┌────────

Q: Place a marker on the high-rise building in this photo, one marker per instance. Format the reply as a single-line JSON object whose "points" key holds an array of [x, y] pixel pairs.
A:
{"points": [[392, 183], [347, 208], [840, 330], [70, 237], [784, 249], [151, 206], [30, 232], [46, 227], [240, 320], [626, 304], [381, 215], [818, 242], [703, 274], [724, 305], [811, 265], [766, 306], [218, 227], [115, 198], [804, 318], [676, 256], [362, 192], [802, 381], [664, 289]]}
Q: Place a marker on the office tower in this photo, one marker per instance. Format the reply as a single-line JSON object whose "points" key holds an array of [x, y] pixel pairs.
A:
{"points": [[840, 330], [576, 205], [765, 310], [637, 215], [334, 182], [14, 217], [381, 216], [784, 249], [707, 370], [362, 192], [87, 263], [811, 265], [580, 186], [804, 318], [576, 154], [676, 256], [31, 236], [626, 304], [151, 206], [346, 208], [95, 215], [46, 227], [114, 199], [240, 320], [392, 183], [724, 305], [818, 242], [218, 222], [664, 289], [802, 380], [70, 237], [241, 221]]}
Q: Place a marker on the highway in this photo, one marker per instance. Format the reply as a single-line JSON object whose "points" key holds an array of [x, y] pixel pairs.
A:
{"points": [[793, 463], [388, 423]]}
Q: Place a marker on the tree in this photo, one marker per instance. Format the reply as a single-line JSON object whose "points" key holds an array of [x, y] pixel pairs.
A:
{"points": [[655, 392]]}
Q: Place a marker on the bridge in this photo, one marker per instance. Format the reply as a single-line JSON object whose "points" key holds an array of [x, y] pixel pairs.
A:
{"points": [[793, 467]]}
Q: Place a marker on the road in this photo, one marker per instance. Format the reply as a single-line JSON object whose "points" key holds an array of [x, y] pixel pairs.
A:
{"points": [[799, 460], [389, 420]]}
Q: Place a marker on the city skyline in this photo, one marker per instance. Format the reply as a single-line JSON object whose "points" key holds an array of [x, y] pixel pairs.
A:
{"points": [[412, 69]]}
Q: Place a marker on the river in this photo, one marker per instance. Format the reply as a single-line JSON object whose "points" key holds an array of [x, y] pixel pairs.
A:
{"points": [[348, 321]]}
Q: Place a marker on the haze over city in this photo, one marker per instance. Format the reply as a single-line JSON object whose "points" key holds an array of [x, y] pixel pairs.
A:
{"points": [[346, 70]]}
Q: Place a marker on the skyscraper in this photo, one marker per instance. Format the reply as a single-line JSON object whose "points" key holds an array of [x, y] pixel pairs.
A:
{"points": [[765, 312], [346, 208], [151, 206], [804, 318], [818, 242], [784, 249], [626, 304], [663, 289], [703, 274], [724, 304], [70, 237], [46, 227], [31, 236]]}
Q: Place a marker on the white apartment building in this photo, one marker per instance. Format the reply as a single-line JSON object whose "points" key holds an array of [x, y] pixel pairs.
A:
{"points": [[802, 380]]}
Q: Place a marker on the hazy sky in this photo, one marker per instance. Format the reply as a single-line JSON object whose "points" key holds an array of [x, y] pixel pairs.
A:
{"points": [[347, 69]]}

└────────
┌────────

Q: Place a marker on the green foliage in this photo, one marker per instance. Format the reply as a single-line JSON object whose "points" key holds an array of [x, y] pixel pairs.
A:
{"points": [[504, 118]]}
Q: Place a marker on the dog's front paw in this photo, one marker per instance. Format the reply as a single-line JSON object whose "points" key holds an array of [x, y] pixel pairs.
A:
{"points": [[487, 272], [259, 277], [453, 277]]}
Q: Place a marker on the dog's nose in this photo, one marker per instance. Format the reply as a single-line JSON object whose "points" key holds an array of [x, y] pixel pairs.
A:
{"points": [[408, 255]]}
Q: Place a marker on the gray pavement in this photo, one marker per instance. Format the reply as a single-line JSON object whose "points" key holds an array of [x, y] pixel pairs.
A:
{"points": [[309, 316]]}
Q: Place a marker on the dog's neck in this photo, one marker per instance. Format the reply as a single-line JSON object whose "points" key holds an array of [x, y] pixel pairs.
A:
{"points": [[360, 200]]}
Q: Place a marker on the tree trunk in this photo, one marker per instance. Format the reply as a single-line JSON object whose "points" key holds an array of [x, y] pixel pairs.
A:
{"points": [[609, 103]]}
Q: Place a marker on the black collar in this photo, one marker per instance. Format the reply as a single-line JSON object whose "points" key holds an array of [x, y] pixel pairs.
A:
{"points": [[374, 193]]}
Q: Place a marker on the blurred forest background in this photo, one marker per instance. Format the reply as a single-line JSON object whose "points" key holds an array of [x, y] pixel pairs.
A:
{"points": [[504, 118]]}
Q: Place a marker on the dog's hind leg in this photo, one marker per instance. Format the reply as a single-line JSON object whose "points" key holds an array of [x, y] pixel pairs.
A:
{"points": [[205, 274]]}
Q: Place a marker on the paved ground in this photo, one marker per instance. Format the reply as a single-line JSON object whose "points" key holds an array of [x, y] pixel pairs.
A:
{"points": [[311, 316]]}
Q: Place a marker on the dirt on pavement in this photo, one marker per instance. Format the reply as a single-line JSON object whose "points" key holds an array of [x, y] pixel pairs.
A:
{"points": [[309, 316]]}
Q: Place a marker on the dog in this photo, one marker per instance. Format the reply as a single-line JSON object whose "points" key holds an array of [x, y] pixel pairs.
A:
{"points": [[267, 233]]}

└────────

*Aim*.
Select and reproduce every line of the material above that contains the string "over", treating uppercase and lowercase letters as distinct.

*The answer*.
Q: Place a marker on the haze over city in this photo, one marker per instance. Format the reply as a single-line JSON object whose "points" key holds an array of [x, y] pixel pairs.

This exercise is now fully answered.